WORK REQUEST A -> List the kinds of faith-based establishments that the Daily Wire passage in the post about Pete Buttigieg below says would likely face legal battles.
WORK REQUEST B -> Summarize the post about Pete Buttigieg below in two sentences.

EXTRACT TO READ ->
I’m sure that the Christian Democrat lady would be surprised that Mayor Pete also supports infanticide. He looks so clean cut and handsome, and women can tell everything about a man’s character just by looking at him, am I right?

Next article is from Daily Wire:

Buttigieg has unabashedly embraced House Speaker Nancy Pelosi’s (D-CA) Equality Act legislation that would strike a massive blow to our nation’s religious institutions. Specifically, the Equality Act would create a federally protected status for gender identity, defined as the “gender-related identity, appearance, mannerisms or other gender-related characteristics of an individual, regardless of the individual’s designated sex at birth.”

Any faith-based establishment — including churches, schools, and hospitals — with theological beliefs in conflict with this definition would likely face expensive legal battles, lawsuits, and public scrutiny. Case in point: A Catholic hospital was sued last year by the ACLU because it would not perform a risky sex-change surgery on a 16-year-old girl.

Unfortunately, the Equality Act would coerce health care and mental health professionals into providing dangerous gender-transition treatments for young children and adolescents, counter to their medical advice — and for many, against their religious beliefs.

Just as alarming, Buttigieg has imposed litmus tests based on what he deems theologically acceptable. We witnessed this first-hand when the former South Bend, Indiana mayor attacked Second Lady Karen Pence for teaching at a private school that adheres to her Judeo-Christian belief about marriage. In response, Buttigieg ridiculed the Pences and likened their religious views to that of “Pharisees.”

As a private institution, like thousands of such private schools that have long existed in our country, the school where Mrs. Pence teaches has the right to govern its school according to its own religious beliefs. Islamic schools, Buddhist schools, and Jewish schools are also free to do so under the United States Constitution.

As an individual running for our nation’s highest office, Pete Buttigieg is signaling how a Buttigieg administration would handle religious liberty. And his signals should frighten many.

I posted this story with the video, because I’ve been polling Christian women to find out how they keep themselves informed about politics. Although they all are anxious to vote, there doesn’t seem to be much work being done to read anything about the candidates, their achievements, their policies, etc. And it’s not just reading about the candidates, it’s reading about economics, foreign policy, etc. in general. It’s almost like they have a tremendous confidence in their intuition, such that they can tell everything about a person just by looking at that person’s appearance.

This reminds me of a girl I used to work with who was married to a libertarian. She came up to me one day with a set of photographs and asked me to guess which ones were serial killers. I thought it was stupid to do that, because “there’s no art to find the mind’s construction in the face” as Shakespeare says. Well, she told me proudly how she had gotten them all right, because of her amazing skill at knowing all about people from their appearance. I remember talking to her about her libertarian husband, and whether she knew what libertarians believed about social issues like marriage and abortion, etc. She had no concern at all about it. Later on, she left the company, and wrote to me about her divorce.

It’s so strange to me that we are living in a world where character matters less than appearance. We all feel entitled to vote based on almost no real knowledge, just on our gut feelings. So you have Bible-believing people voting for candidates who disagree with the Bible from start to finish, who are in lifestyles that repudiate the words of Jesus about what marriage is, and who support legislation that would effectively end the practice of Christianity that is authentic to what the Bible teaches.

And then people tell me that I need to get married, and lower my standards because I’m “asking for too much”. Wow. I don’t think that women putting in a little work to find out what the candidates for PRESIDENT believe and have achieved is asking for too much.

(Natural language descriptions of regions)
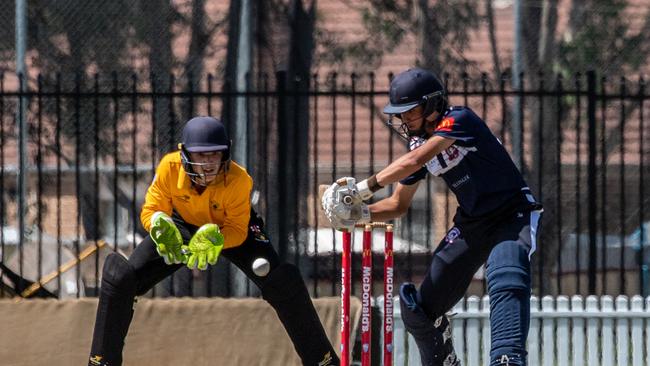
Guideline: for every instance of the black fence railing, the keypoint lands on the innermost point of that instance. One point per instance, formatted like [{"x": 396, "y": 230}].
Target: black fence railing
[{"x": 91, "y": 145}]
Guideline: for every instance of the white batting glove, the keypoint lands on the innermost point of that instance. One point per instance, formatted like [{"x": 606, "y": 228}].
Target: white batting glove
[{"x": 343, "y": 206}]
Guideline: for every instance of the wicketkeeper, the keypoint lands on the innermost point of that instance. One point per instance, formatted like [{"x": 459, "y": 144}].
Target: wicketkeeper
[
  {"x": 495, "y": 223},
  {"x": 197, "y": 207}
]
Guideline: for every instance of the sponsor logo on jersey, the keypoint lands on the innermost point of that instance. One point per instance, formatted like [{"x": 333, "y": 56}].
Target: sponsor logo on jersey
[
  {"x": 452, "y": 235},
  {"x": 459, "y": 182},
  {"x": 97, "y": 360},
  {"x": 446, "y": 125},
  {"x": 184, "y": 198},
  {"x": 327, "y": 360}
]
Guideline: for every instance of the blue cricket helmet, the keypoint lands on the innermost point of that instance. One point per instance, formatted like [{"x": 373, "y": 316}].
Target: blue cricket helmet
[{"x": 415, "y": 87}]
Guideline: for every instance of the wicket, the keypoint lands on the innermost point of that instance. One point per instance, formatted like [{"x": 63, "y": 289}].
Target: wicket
[{"x": 366, "y": 294}]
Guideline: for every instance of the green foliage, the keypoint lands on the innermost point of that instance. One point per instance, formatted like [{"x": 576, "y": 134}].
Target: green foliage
[
  {"x": 603, "y": 40},
  {"x": 443, "y": 26}
]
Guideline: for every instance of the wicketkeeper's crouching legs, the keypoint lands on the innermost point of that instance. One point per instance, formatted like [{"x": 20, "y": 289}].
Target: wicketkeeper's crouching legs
[
  {"x": 285, "y": 290},
  {"x": 114, "y": 311}
]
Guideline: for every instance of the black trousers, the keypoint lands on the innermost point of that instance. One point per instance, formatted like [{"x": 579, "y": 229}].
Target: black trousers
[{"x": 283, "y": 288}]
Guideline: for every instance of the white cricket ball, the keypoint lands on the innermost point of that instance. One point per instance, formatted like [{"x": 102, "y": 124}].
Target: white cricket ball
[{"x": 261, "y": 267}]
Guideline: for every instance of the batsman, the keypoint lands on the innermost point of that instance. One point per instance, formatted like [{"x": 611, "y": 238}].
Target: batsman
[
  {"x": 196, "y": 209},
  {"x": 495, "y": 222}
]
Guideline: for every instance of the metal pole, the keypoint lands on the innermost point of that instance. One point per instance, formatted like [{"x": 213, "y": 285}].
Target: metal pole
[
  {"x": 591, "y": 179},
  {"x": 516, "y": 85},
  {"x": 241, "y": 138},
  {"x": 21, "y": 120}
]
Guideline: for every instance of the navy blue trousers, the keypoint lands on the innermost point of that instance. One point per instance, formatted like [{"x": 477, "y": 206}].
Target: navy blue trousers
[{"x": 505, "y": 246}]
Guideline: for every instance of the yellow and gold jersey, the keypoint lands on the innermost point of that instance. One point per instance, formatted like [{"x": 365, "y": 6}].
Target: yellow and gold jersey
[{"x": 225, "y": 201}]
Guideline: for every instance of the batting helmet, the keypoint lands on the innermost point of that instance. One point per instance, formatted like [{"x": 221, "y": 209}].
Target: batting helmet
[
  {"x": 415, "y": 87},
  {"x": 204, "y": 134}
]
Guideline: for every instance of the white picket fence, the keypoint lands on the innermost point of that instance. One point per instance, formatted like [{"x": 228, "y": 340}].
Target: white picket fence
[{"x": 596, "y": 331}]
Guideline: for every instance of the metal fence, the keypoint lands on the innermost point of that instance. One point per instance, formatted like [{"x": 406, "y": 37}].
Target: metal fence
[
  {"x": 91, "y": 146},
  {"x": 563, "y": 331}
]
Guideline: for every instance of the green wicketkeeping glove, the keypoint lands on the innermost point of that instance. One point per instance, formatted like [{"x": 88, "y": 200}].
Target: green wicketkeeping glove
[
  {"x": 167, "y": 238},
  {"x": 204, "y": 247}
]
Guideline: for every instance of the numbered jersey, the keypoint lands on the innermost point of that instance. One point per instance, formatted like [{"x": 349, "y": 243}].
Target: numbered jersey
[{"x": 476, "y": 167}]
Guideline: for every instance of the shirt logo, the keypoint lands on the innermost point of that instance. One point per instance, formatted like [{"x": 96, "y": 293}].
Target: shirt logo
[
  {"x": 446, "y": 124},
  {"x": 452, "y": 235},
  {"x": 184, "y": 198}
]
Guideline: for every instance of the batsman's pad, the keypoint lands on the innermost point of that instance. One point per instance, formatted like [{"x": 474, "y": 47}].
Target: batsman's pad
[
  {"x": 114, "y": 311},
  {"x": 432, "y": 337},
  {"x": 285, "y": 290},
  {"x": 508, "y": 276}
]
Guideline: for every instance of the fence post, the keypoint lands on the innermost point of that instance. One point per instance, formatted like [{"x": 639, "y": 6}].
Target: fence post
[
  {"x": 473, "y": 331},
  {"x": 533, "y": 333},
  {"x": 562, "y": 331},
  {"x": 578, "y": 332},
  {"x": 458, "y": 331},
  {"x": 486, "y": 331},
  {"x": 592, "y": 332},
  {"x": 622, "y": 329},
  {"x": 637, "y": 332},
  {"x": 548, "y": 332},
  {"x": 282, "y": 189},
  {"x": 591, "y": 177}
]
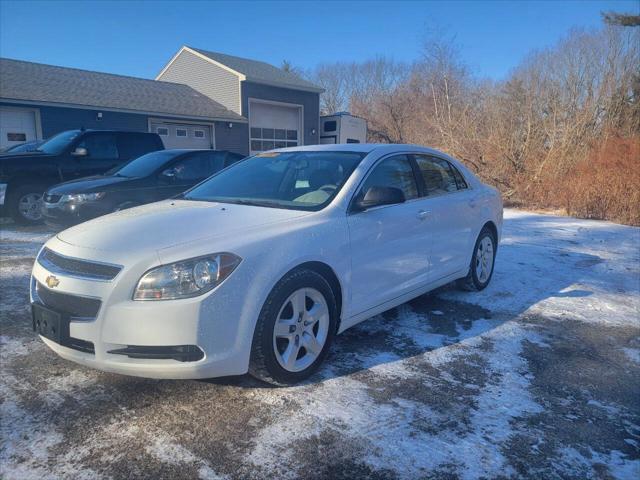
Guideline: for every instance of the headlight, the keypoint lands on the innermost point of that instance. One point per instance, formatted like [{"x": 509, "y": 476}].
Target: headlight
[
  {"x": 187, "y": 278},
  {"x": 82, "y": 197}
]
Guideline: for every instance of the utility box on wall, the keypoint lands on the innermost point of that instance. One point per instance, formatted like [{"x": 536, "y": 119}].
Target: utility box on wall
[{"x": 342, "y": 127}]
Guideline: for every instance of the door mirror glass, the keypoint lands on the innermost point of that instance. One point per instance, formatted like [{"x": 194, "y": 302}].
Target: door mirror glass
[
  {"x": 377, "y": 196},
  {"x": 80, "y": 152},
  {"x": 169, "y": 174}
]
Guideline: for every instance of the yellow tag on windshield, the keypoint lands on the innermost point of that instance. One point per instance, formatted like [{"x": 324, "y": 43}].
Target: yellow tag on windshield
[{"x": 268, "y": 154}]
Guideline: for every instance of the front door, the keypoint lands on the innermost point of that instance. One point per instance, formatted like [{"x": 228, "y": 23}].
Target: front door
[
  {"x": 449, "y": 203},
  {"x": 102, "y": 155},
  {"x": 389, "y": 247}
]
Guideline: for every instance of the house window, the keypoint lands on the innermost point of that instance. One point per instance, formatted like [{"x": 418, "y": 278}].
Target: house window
[
  {"x": 330, "y": 126},
  {"x": 269, "y": 138},
  {"x": 17, "y": 137}
]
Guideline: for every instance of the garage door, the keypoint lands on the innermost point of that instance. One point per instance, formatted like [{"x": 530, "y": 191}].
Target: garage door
[
  {"x": 274, "y": 126},
  {"x": 16, "y": 126},
  {"x": 183, "y": 135}
]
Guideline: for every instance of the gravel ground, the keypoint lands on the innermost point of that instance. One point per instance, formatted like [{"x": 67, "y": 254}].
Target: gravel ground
[{"x": 538, "y": 376}]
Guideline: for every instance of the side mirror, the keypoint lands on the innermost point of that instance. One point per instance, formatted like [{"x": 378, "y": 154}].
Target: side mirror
[
  {"x": 169, "y": 174},
  {"x": 80, "y": 152},
  {"x": 378, "y": 196}
]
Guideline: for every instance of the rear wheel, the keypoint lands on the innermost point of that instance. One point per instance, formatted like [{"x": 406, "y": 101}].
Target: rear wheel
[
  {"x": 295, "y": 329},
  {"x": 24, "y": 204},
  {"x": 124, "y": 206},
  {"x": 482, "y": 261}
]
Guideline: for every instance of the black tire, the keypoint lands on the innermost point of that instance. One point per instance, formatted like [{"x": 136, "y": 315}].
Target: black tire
[
  {"x": 125, "y": 206},
  {"x": 263, "y": 364},
  {"x": 471, "y": 282},
  {"x": 13, "y": 203}
]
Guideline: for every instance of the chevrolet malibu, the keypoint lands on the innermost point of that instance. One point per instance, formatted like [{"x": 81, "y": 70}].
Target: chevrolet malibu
[{"x": 257, "y": 268}]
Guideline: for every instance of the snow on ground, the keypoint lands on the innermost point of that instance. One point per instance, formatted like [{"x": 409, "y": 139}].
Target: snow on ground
[{"x": 538, "y": 376}]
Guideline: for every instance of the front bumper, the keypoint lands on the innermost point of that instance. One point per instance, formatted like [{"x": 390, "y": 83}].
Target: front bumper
[
  {"x": 131, "y": 337},
  {"x": 61, "y": 214}
]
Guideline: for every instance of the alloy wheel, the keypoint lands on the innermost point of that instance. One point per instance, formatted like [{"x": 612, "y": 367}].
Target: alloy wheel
[
  {"x": 484, "y": 259},
  {"x": 30, "y": 206},
  {"x": 301, "y": 329}
]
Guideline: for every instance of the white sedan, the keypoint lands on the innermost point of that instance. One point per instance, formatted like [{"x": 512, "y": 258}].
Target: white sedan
[{"x": 257, "y": 268}]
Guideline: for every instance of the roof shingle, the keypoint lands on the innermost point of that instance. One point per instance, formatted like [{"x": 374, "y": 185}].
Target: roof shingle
[
  {"x": 260, "y": 72},
  {"x": 38, "y": 82}
]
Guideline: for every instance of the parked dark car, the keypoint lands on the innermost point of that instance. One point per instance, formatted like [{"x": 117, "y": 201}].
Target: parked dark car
[
  {"x": 66, "y": 156},
  {"x": 31, "y": 146},
  {"x": 149, "y": 178}
]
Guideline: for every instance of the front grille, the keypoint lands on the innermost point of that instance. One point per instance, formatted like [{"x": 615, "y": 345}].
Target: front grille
[
  {"x": 49, "y": 198},
  {"x": 57, "y": 263},
  {"x": 181, "y": 353},
  {"x": 72, "y": 305},
  {"x": 80, "y": 345}
]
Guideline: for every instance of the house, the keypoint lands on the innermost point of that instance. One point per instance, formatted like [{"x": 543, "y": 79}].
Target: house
[
  {"x": 37, "y": 101},
  {"x": 200, "y": 99},
  {"x": 282, "y": 109}
]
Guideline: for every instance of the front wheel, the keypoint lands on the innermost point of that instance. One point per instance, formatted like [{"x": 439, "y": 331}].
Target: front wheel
[
  {"x": 24, "y": 204},
  {"x": 294, "y": 330},
  {"x": 482, "y": 261}
]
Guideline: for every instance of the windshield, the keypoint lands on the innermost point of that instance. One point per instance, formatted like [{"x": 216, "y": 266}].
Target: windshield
[
  {"x": 144, "y": 165},
  {"x": 293, "y": 180},
  {"x": 56, "y": 144}
]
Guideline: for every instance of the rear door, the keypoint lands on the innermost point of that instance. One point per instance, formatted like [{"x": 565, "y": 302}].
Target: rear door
[
  {"x": 102, "y": 155},
  {"x": 189, "y": 170},
  {"x": 132, "y": 145},
  {"x": 449, "y": 208},
  {"x": 388, "y": 248}
]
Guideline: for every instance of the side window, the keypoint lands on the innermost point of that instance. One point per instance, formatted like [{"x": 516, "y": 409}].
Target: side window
[
  {"x": 194, "y": 167},
  {"x": 216, "y": 161},
  {"x": 437, "y": 175},
  {"x": 462, "y": 183},
  {"x": 100, "y": 146},
  {"x": 232, "y": 158},
  {"x": 132, "y": 145},
  {"x": 393, "y": 172}
]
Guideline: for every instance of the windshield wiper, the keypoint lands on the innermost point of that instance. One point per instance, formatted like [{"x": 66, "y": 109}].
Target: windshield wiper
[{"x": 240, "y": 201}]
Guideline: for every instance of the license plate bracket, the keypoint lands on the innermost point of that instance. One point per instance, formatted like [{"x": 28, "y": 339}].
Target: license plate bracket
[{"x": 49, "y": 323}]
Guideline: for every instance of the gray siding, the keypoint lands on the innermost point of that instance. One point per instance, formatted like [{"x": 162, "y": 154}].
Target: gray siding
[
  {"x": 57, "y": 119},
  {"x": 234, "y": 139},
  {"x": 205, "y": 77},
  {"x": 309, "y": 100}
]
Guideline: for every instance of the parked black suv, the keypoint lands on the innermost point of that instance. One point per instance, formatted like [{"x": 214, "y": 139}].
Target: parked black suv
[
  {"x": 67, "y": 156},
  {"x": 152, "y": 177}
]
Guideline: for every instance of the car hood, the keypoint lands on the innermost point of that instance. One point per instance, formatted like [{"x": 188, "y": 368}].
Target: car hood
[
  {"x": 160, "y": 225},
  {"x": 88, "y": 184},
  {"x": 23, "y": 156}
]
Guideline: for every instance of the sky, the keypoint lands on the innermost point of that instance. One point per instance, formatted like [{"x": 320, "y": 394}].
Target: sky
[{"x": 139, "y": 37}]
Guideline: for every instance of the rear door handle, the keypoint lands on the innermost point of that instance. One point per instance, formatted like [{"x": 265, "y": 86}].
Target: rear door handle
[{"x": 423, "y": 214}]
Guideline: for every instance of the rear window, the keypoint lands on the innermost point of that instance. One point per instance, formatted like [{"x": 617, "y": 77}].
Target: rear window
[{"x": 146, "y": 164}]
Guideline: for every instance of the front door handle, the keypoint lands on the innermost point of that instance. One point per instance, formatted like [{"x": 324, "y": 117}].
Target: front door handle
[{"x": 423, "y": 214}]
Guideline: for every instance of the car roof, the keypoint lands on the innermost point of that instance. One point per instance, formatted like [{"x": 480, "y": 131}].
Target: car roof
[
  {"x": 381, "y": 148},
  {"x": 188, "y": 150}
]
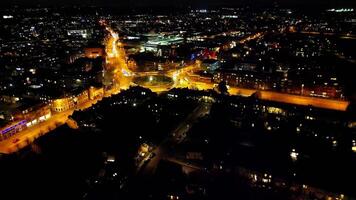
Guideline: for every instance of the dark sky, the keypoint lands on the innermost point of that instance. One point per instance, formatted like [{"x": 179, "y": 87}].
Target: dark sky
[{"x": 200, "y": 3}]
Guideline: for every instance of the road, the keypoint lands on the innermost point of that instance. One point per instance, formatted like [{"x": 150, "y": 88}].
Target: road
[
  {"x": 164, "y": 150},
  {"x": 28, "y": 135}
]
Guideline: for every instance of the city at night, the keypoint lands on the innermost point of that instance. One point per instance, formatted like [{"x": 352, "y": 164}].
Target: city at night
[{"x": 178, "y": 100}]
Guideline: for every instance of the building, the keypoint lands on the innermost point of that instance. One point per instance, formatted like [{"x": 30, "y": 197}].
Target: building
[{"x": 94, "y": 52}]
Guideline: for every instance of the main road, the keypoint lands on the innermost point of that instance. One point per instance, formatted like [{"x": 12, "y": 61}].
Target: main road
[
  {"x": 121, "y": 77},
  {"x": 162, "y": 151}
]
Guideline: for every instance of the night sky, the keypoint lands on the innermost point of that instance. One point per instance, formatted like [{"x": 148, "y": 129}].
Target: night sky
[{"x": 200, "y": 3}]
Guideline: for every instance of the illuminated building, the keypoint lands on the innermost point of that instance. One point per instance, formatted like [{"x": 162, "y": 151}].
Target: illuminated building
[
  {"x": 11, "y": 129},
  {"x": 94, "y": 52},
  {"x": 95, "y": 93}
]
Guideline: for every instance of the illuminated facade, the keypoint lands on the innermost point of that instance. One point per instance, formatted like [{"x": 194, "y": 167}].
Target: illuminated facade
[
  {"x": 94, "y": 52},
  {"x": 66, "y": 103}
]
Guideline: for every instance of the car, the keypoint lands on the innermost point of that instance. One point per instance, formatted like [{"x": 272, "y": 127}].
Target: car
[{"x": 16, "y": 140}]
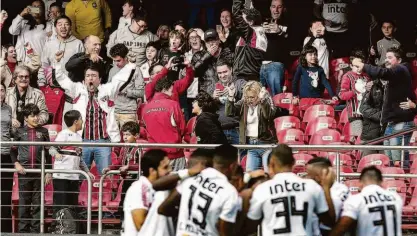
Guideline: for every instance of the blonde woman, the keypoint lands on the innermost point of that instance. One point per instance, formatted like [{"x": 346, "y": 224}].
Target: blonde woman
[{"x": 256, "y": 112}]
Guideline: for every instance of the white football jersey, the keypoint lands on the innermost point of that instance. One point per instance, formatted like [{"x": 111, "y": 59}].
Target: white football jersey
[
  {"x": 376, "y": 210},
  {"x": 156, "y": 224},
  {"x": 286, "y": 205},
  {"x": 138, "y": 196},
  {"x": 205, "y": 199}
]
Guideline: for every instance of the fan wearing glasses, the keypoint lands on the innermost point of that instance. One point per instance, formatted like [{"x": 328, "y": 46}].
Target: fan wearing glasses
[{"x": 21, "y": 94}]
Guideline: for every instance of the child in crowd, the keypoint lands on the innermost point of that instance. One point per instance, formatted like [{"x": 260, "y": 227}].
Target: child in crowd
[
  {"x": 151, "y": 50},
  {"x": 388, "y": 29},
  {"x": 352, "y": 90},
  {"x": 128, "y": 159},
  {"x": 66, "y": 186},
  {"x": 311, "y": 77},
  {"x": 30, "y": 157},
  {"x": 316, "y": 39}
]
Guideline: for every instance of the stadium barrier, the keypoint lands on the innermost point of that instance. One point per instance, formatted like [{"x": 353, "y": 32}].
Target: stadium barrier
[{"x": 324, "y": 148}]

YOUR RESPONSE A -> churches, schools, hospitals

YOUR RESPONSE B -> The post quotes a Daily Wire article arguing that Pete Buttigieg's support for the Equality Act and his attack on Karen Pence's religious school signal a threat to religious liberty. The author then reports that Christian women polled about politics read little about candidates and trust their intuition from appearances, and laments a world where character matters less than appearance.